Task prompt: Reproduce the items starting with the line containing "Each instance receives one keypoint. Mark the tractor hood" and going on through the last item, swapping "keypoint" for "marker" and leaving everything else unchanged.

Supplied information:

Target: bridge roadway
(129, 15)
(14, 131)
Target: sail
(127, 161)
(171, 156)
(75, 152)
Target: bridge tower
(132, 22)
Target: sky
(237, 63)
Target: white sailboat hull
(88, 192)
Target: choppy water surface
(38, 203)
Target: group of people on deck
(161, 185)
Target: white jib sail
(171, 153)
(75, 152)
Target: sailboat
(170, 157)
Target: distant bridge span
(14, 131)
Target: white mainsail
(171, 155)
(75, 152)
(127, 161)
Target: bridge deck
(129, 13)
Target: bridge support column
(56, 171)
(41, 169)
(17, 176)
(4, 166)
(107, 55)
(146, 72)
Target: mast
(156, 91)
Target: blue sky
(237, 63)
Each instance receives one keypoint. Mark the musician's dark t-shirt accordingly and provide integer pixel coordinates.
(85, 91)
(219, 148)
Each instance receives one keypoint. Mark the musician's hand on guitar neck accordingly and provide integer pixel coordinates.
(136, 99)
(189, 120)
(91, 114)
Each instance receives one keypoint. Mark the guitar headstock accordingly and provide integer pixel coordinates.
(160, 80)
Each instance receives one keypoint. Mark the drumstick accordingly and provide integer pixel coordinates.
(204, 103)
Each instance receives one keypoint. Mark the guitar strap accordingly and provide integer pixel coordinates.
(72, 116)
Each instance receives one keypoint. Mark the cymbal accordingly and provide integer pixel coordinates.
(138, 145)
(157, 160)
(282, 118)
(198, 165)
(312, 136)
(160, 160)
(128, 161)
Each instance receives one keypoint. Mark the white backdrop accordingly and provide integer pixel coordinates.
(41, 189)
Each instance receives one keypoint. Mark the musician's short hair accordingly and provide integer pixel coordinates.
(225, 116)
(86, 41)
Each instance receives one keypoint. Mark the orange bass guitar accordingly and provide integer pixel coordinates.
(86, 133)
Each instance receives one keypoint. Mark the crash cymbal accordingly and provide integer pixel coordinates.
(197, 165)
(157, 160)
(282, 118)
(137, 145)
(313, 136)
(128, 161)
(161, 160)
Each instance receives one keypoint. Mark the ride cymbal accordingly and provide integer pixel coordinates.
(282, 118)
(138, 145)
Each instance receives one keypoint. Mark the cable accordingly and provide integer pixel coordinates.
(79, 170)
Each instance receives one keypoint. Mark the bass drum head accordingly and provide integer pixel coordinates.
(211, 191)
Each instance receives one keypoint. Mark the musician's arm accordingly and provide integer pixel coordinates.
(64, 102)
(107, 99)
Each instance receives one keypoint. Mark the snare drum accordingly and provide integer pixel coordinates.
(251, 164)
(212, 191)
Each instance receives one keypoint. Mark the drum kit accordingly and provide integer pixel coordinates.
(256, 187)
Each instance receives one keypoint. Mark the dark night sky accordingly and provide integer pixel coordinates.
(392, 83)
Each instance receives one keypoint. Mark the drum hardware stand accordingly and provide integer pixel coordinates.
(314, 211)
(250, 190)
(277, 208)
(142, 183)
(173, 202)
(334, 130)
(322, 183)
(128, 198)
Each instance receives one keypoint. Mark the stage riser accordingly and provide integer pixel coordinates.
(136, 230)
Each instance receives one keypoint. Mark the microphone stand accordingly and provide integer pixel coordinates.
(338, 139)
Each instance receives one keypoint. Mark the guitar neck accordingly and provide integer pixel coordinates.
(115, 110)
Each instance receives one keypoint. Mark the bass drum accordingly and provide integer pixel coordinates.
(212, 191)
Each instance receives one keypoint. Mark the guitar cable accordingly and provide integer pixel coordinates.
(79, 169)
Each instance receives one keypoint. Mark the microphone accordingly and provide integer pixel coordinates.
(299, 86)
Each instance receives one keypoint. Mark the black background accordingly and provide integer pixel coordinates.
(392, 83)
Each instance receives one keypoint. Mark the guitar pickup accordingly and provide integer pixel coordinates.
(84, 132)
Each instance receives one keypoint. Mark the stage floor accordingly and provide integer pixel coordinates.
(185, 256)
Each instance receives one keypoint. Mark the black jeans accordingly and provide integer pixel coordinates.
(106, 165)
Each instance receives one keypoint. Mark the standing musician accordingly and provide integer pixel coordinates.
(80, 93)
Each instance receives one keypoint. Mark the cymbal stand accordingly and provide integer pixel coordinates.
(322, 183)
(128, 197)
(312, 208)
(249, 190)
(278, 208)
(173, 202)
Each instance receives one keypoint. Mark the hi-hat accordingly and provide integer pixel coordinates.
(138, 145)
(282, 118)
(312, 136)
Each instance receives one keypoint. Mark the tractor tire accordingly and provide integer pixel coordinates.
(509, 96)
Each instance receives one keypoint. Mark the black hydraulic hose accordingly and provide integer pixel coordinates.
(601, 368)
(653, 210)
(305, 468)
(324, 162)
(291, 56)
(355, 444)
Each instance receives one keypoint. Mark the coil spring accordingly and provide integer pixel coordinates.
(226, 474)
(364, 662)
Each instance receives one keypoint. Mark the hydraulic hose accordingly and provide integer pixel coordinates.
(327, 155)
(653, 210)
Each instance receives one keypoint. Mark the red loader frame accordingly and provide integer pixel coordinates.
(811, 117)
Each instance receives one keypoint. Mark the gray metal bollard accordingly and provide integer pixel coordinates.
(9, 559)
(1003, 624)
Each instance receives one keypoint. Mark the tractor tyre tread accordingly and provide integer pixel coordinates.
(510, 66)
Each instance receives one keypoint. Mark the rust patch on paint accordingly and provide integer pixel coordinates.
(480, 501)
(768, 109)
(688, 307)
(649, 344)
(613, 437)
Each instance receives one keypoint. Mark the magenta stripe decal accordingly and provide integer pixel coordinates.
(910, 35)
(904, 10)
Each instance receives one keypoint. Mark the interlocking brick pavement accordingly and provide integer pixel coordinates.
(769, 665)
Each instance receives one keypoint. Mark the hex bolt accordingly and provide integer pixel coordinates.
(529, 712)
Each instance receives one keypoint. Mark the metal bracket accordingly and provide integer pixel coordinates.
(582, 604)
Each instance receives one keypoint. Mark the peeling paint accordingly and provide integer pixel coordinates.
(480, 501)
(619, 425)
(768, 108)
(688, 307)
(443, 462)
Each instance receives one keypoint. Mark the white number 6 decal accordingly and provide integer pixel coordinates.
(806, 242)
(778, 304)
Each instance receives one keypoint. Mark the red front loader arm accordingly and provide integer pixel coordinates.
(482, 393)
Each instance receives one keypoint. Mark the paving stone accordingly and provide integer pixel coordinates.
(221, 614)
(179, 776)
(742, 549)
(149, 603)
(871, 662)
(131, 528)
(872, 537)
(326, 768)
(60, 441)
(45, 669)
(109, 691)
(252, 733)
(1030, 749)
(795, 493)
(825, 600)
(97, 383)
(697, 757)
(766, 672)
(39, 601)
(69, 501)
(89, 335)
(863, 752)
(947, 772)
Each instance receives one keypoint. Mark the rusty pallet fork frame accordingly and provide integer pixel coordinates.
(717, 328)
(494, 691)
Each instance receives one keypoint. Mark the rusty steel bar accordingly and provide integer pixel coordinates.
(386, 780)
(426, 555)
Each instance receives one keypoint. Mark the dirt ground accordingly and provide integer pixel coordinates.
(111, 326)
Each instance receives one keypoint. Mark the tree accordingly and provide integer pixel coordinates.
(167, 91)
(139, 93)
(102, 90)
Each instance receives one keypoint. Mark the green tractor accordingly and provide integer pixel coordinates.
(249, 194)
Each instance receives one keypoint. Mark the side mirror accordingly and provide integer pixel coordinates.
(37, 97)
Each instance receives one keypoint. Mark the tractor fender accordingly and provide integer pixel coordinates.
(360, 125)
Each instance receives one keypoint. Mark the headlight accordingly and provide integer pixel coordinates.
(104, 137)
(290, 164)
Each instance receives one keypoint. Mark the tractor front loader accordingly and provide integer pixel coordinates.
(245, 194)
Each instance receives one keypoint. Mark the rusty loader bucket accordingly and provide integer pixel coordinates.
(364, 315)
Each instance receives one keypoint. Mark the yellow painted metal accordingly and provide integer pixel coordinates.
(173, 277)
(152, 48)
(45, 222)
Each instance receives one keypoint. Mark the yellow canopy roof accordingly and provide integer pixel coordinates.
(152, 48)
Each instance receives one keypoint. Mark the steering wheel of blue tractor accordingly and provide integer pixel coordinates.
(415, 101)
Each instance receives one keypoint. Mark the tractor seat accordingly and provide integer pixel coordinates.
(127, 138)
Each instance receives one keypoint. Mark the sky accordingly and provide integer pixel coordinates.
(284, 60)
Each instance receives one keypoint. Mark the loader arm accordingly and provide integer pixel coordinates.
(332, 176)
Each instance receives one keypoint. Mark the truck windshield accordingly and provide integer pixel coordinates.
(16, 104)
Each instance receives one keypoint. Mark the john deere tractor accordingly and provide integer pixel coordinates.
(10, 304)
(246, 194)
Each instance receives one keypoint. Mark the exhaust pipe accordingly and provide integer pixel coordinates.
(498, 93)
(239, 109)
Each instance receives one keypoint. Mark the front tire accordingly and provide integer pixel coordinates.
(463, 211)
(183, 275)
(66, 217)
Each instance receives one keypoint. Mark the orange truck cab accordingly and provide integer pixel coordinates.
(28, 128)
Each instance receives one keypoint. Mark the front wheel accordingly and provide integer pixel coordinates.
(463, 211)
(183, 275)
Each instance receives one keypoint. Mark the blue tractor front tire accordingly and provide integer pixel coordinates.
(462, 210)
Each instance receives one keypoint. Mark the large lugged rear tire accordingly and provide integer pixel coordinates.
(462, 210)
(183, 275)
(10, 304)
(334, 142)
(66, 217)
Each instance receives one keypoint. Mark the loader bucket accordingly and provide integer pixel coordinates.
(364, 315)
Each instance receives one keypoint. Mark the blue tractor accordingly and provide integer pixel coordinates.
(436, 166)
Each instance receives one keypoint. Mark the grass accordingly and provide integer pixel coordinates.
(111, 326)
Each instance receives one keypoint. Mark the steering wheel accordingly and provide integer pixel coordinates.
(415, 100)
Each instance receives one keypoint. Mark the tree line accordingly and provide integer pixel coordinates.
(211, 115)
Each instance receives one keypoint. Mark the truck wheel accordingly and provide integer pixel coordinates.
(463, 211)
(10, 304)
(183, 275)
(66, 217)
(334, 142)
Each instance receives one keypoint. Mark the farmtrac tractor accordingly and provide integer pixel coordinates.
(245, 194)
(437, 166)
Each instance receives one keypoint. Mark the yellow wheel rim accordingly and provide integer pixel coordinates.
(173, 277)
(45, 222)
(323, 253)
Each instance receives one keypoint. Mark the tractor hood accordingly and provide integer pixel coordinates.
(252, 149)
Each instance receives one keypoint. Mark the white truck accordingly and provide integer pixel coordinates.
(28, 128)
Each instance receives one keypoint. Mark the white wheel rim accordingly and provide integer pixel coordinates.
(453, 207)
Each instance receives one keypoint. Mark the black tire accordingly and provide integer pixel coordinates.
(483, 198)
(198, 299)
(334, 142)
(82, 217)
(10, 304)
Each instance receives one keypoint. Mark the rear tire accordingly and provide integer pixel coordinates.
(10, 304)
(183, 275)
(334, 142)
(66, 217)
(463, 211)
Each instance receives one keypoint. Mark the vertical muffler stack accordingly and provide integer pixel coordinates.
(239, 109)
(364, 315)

Solution to the exercise:
Each instance receives one marker. Mark the tractor hood accordingly and provide integer pixel coordinates.
(252, 149)
Each instance receives one marker. Mark the white truck accordingly and provide integer pixel coordinates.
(28, 128)
Each instance receives one marker. Mark the white wheel rim accordingly and provide integer pixel coordinates.
(453, 207)
Each instance receives one marker. Mark the black tire accordingly and provide integer pixel coordinates.
(483, 198)
(198, 299)
(334, 142)
(82, 217)
(10, 304)
Each instance receives one marker. Mark the rear tire accordingly and provide integer pixel coordinates.
(10, 304)
(183, 275)
(334, 142)
(66, 217)
(463, 211)
Each instance receives one marker. Mark the vertical muffler stack accordingly and provide integer pixel coordinates.
(239, 109)
(364, 315)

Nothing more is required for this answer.